» **Task objective**: The result should be an exact copy of the lines from the one with "Expected behaviour: for every instance of the woman in white" through the last line of the data below, both included.
============================================================
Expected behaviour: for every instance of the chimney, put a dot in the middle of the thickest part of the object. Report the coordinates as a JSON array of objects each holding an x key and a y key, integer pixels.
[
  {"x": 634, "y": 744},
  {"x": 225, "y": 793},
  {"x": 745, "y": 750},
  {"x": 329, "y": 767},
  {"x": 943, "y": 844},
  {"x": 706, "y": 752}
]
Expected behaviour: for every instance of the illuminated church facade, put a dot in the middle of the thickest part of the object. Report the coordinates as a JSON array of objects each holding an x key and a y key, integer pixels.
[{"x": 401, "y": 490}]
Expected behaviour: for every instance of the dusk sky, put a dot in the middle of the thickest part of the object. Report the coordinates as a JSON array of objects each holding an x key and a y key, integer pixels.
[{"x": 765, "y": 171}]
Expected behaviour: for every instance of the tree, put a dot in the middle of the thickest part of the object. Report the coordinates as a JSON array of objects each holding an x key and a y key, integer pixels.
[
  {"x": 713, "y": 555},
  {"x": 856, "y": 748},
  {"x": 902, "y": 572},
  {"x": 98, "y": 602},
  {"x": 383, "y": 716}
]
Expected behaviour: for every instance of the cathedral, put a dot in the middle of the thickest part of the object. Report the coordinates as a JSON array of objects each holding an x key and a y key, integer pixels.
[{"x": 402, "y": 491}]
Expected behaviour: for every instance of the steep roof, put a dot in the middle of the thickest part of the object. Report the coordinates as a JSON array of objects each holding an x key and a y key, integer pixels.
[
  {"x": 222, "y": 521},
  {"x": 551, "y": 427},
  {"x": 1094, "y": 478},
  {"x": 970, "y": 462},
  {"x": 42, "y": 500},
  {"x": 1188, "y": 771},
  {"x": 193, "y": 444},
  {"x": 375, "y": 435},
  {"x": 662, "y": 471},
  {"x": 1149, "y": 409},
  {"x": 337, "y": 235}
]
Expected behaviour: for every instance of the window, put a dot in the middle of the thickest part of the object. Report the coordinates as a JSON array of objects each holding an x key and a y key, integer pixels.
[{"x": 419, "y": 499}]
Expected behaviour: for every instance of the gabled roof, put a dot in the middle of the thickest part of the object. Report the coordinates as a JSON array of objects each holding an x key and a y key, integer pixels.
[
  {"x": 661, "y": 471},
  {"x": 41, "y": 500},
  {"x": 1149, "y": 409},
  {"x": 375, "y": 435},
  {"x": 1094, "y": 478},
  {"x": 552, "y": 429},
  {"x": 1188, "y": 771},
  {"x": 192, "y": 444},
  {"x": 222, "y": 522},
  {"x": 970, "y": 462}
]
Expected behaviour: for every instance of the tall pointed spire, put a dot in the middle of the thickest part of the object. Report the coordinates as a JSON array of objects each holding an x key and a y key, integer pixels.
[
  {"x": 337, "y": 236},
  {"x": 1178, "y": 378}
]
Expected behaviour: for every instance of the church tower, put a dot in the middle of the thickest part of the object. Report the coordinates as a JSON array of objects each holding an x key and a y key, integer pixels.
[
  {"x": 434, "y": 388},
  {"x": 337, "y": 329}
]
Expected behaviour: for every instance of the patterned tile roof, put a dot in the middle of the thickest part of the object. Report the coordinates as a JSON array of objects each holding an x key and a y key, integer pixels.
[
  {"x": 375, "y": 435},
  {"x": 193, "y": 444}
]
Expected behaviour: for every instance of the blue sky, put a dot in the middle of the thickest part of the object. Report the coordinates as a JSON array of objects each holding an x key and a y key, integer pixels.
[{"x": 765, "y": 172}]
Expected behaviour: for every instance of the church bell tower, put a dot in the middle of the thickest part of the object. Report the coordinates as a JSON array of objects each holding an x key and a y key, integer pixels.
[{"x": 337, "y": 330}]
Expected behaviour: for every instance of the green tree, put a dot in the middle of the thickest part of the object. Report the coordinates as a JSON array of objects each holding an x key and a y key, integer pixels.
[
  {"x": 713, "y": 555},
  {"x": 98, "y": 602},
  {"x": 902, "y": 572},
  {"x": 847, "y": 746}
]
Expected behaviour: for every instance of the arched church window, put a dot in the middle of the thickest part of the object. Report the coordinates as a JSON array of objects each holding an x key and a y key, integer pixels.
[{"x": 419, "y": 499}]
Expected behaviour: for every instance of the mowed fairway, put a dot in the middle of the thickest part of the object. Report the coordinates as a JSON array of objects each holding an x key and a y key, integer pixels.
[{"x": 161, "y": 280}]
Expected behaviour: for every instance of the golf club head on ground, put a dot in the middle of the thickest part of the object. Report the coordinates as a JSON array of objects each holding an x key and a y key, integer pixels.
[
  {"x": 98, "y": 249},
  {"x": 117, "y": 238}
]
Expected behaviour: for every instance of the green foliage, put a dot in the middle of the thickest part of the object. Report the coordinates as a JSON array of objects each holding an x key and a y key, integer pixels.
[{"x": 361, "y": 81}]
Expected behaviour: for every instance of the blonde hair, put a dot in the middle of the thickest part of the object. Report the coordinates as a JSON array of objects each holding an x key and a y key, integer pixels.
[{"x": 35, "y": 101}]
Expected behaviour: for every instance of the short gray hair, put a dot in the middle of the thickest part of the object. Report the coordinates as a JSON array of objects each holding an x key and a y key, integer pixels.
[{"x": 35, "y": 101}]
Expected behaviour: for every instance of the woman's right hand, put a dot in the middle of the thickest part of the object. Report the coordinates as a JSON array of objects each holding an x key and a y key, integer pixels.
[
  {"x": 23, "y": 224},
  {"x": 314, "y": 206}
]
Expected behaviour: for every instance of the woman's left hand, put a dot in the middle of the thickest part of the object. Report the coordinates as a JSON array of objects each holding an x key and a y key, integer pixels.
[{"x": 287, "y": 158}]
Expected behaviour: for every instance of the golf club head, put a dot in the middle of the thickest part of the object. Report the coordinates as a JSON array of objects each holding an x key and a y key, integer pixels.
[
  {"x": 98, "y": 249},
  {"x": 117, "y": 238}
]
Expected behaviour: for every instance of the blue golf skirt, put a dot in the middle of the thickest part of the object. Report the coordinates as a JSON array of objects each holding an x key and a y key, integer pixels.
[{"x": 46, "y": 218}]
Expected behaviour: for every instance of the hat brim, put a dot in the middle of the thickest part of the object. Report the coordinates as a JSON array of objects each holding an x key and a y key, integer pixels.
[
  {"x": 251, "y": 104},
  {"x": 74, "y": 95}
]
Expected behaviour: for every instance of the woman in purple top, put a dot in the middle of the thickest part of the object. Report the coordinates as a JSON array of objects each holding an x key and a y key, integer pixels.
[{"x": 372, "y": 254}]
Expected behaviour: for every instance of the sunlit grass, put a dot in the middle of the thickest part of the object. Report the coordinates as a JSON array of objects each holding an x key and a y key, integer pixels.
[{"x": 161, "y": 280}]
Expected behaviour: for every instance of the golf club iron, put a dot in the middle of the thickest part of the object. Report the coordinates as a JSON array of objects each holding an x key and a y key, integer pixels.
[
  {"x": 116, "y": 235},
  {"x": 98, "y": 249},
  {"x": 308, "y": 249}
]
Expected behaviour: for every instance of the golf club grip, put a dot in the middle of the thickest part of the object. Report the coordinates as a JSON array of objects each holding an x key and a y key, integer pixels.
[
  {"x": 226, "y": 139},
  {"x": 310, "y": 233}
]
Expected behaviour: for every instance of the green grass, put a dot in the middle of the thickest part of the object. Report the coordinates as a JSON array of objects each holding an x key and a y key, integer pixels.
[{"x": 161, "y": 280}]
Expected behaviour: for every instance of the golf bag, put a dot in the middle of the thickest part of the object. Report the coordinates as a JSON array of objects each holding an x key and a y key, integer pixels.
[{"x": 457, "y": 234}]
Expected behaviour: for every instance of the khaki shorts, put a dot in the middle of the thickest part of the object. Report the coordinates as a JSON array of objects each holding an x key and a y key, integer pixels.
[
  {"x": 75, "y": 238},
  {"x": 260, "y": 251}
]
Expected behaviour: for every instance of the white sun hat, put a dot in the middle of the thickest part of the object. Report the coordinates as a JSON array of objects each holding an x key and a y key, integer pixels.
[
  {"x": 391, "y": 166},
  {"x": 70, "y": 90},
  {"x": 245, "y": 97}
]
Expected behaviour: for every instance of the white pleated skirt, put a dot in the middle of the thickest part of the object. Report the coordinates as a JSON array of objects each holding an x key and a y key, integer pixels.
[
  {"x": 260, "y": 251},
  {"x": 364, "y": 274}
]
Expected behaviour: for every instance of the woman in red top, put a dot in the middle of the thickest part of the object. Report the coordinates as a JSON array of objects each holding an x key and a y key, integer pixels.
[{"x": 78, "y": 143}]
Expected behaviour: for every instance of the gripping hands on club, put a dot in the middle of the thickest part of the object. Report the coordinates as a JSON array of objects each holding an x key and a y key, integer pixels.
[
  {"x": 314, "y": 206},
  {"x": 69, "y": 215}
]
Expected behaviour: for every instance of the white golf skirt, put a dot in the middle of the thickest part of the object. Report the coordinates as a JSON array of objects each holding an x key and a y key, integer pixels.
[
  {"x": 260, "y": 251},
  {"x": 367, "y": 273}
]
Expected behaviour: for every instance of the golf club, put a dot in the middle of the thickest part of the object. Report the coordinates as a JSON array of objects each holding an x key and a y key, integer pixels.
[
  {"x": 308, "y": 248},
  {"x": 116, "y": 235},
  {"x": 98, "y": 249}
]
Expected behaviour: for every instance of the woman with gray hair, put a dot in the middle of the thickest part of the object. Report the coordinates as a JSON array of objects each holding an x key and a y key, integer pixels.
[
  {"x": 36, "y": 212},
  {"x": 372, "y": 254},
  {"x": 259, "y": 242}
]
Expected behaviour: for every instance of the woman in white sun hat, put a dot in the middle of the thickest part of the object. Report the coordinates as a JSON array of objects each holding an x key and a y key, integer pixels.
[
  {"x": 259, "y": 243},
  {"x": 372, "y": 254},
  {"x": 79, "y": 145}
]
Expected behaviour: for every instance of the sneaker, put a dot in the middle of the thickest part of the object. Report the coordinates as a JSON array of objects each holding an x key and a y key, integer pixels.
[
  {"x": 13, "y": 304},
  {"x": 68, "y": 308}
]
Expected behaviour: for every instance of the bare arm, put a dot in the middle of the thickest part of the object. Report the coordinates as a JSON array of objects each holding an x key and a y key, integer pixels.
============================================================
» **Task response**:
Expected behaviour: for every instance of the woman in white sun hat, put a dot in the middle of the thickest part of the object. Report the coordinates as a JSON array of objects each holding an x key and a y key, integer pixels.
[
  {"x": 259, "y": 243},
  {"x": 372, "y": 254},
  {"x": 79, "y": 145}
]
Expected behaviour: for every instance of the sneaker, put a dot in the middle of the thickest part of the object. Report the coordinates as a JSON array of objects each holding an x key and a y key, integer pixels.
[
  {"x": 13, "y": 304},
  {"x": 68, "y": 308}
]
Expected behaviour: for every instance of the bare arm, put a dot in the middle of the thickest part of the object. Report the coordinates as a JSON array of objects each holding an x key and a y key, integer pixels.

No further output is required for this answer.